In the material below, find the line containing "tree as (x, y), one per line" and the line containing "sky as (x, y), one per line", then reproduce exactly both of them and every line between, and nothing else.
#####
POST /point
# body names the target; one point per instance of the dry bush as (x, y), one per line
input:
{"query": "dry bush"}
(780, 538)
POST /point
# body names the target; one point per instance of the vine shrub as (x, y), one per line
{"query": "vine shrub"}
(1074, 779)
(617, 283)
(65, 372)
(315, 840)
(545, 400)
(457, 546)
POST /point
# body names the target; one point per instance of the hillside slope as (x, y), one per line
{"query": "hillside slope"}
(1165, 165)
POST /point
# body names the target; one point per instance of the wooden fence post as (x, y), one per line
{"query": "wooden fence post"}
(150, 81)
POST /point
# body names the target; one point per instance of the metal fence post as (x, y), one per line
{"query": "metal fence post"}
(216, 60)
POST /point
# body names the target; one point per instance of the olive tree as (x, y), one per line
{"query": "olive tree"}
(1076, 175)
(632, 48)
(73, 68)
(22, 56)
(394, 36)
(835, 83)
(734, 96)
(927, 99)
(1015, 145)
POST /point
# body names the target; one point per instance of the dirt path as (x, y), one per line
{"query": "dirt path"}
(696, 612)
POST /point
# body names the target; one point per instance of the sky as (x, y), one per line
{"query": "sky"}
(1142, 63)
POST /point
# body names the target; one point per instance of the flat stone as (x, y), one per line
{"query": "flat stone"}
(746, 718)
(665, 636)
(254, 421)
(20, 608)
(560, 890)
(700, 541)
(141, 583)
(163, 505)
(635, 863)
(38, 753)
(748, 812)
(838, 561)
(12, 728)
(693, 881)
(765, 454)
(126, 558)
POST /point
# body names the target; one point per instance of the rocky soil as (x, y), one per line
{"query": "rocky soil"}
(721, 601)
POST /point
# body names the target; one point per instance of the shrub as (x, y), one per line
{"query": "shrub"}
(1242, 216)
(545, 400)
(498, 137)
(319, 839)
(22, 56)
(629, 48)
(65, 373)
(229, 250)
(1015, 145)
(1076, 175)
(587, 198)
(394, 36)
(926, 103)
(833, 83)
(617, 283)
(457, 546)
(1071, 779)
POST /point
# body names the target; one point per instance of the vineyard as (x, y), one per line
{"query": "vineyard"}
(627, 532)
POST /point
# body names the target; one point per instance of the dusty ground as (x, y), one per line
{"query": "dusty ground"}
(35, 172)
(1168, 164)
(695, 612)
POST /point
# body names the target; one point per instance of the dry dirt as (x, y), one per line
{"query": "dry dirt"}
#####
--- Written solution ---
# body names the target; one point per instance of the olive tree as (x, y), one per line
{"query": "olive tree"}
(1076, 175)
(632, 48)
(73, 68)
(22, 56)
(394, 36)
(835, 83)
(734, 96)
(927, 99)
(1015, 145)
POST /point
# body names the target; one point per instance of the dirt path as (x, y), one per line
{"query": "dirt path"}
(696, 612)
POST /point
# body names the target; one point per instance of the sky as (x, y), one per line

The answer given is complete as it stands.